[[ DATA FOR THIS EXERCISE, beginning ]]

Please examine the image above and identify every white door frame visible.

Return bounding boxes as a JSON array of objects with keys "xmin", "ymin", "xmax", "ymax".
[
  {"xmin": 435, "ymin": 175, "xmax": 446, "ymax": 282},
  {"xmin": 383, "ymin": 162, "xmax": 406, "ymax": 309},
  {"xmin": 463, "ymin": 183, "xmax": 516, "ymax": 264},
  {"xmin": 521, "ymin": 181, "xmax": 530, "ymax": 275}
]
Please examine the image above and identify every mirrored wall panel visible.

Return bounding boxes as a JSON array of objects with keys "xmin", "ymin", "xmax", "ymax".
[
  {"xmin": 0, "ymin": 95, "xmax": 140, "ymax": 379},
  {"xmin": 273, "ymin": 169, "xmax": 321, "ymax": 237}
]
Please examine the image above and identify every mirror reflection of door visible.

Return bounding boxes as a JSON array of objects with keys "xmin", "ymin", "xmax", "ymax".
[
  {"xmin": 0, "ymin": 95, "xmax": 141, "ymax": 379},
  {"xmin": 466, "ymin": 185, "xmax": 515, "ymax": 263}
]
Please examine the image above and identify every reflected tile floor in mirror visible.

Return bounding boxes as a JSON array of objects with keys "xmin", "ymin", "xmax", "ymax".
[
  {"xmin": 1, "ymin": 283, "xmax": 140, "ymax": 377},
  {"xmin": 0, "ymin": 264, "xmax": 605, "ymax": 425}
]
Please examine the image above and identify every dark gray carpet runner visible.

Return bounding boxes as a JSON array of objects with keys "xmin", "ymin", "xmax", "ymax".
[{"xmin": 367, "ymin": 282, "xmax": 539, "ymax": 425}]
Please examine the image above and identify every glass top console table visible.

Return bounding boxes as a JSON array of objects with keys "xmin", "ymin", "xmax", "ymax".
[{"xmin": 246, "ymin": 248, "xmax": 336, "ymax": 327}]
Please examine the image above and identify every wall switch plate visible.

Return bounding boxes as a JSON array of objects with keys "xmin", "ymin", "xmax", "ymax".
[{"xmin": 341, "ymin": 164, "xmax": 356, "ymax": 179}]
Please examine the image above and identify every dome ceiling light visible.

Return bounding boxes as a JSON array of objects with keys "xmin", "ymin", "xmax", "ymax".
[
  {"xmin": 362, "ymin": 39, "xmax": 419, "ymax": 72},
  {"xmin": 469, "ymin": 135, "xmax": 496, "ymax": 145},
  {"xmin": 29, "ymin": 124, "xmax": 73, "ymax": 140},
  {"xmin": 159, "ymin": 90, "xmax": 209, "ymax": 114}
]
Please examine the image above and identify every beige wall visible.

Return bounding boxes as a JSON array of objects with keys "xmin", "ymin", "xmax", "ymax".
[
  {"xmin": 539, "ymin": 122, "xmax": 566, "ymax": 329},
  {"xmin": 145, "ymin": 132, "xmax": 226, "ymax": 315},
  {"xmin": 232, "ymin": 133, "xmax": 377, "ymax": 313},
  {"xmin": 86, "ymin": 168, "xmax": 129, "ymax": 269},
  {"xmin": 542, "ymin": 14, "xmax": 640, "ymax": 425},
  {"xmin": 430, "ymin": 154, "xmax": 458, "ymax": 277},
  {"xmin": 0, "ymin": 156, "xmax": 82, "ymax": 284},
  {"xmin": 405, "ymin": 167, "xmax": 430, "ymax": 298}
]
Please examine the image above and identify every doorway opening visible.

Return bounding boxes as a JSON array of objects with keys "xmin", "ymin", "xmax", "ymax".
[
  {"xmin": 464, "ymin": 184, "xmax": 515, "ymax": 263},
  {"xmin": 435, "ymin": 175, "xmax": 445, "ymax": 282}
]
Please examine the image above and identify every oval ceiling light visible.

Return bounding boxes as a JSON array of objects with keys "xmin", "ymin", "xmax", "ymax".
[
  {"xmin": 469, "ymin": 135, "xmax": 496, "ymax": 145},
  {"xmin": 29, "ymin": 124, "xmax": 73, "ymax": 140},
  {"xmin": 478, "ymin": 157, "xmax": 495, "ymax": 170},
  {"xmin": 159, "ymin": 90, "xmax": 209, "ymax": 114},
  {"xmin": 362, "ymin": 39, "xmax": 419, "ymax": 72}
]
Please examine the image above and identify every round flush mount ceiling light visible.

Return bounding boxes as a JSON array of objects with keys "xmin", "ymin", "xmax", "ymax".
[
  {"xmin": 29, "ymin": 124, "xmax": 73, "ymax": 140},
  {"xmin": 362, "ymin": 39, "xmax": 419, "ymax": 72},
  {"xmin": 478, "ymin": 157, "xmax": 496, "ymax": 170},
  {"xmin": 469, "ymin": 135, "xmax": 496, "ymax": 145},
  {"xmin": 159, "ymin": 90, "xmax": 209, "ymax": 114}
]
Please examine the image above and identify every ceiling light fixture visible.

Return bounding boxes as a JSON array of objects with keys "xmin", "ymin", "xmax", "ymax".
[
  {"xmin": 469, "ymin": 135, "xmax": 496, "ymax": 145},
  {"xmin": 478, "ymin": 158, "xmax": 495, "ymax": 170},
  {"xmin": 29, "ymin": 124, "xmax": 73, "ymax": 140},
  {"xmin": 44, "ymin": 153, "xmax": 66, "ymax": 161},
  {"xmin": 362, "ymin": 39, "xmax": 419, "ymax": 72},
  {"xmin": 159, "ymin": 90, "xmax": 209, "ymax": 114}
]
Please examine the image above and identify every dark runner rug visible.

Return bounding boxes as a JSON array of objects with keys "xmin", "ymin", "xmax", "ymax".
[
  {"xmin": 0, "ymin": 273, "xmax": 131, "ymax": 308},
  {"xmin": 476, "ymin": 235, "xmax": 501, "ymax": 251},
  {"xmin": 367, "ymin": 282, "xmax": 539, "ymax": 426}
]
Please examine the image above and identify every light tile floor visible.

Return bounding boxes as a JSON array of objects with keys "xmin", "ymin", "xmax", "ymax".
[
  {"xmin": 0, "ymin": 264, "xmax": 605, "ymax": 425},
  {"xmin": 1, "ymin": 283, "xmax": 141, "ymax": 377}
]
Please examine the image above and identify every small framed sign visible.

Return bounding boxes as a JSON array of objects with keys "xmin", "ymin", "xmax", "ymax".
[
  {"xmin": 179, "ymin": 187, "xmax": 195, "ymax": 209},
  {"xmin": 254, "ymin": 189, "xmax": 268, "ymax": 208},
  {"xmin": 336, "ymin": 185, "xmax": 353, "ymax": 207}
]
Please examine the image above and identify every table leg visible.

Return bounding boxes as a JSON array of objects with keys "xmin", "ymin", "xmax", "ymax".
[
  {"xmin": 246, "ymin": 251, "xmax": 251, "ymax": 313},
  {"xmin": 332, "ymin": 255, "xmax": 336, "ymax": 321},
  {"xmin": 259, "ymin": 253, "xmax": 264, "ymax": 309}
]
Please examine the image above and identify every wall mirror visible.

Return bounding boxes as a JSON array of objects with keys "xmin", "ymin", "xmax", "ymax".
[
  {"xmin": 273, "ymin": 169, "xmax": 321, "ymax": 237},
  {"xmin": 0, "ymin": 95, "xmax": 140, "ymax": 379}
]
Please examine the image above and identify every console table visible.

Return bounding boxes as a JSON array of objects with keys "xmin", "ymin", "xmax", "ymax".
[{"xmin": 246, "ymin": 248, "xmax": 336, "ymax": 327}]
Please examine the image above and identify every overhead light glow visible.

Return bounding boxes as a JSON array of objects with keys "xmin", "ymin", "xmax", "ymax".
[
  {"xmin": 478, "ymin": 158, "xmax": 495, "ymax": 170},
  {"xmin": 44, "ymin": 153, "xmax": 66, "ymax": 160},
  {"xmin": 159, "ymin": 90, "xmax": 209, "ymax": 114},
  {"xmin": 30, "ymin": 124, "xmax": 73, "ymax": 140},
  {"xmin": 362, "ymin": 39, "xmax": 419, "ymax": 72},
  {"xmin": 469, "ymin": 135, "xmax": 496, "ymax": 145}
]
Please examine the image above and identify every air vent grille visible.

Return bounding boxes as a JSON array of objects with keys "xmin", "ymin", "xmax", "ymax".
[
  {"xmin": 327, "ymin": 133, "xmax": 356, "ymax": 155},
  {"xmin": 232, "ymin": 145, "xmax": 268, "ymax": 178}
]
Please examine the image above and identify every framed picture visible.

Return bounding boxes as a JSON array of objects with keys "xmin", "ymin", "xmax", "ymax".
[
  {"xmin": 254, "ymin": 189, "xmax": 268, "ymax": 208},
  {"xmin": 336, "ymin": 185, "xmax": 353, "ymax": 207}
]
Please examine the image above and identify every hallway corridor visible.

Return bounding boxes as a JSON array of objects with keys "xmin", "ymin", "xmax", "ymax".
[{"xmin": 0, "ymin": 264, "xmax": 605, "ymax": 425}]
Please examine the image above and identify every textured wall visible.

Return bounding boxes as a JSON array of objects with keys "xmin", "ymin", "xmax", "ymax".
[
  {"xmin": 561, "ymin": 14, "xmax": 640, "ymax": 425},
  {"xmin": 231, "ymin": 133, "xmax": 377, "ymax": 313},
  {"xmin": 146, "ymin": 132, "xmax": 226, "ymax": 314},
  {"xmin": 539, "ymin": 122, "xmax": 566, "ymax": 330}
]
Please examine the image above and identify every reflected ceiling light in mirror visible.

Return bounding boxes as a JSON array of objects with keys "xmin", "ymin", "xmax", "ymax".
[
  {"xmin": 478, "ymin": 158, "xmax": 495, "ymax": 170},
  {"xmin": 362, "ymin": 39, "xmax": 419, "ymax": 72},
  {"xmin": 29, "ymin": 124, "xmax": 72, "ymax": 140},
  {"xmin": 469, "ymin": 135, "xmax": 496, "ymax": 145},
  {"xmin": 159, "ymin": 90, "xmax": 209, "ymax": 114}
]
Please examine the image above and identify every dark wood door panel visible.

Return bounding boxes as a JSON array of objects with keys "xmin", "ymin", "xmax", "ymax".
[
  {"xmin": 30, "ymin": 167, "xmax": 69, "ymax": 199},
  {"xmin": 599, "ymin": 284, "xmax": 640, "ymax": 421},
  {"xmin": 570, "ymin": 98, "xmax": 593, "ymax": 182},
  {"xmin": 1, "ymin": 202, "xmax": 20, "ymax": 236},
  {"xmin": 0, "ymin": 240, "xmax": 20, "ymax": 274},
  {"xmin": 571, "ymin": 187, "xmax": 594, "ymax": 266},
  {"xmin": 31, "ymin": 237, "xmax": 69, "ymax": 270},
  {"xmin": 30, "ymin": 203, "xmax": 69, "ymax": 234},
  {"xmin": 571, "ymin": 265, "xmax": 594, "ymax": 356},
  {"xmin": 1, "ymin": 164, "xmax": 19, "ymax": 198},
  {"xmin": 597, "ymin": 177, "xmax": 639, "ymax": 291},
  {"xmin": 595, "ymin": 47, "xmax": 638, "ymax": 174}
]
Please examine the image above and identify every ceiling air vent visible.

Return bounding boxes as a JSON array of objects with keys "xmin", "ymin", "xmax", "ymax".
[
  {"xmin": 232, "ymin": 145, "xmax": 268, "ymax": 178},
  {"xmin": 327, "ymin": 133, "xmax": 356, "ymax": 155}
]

[[ DATA FOR THIS EXERCISE, end ]]

- [TASK OBJECTIVE] Show all lines above containing "vent".

- [WORKED SOLUTION]
Please examine the image above and identify every air vent grille visible.
Please examine the image above and identify every ceiling air vent visible.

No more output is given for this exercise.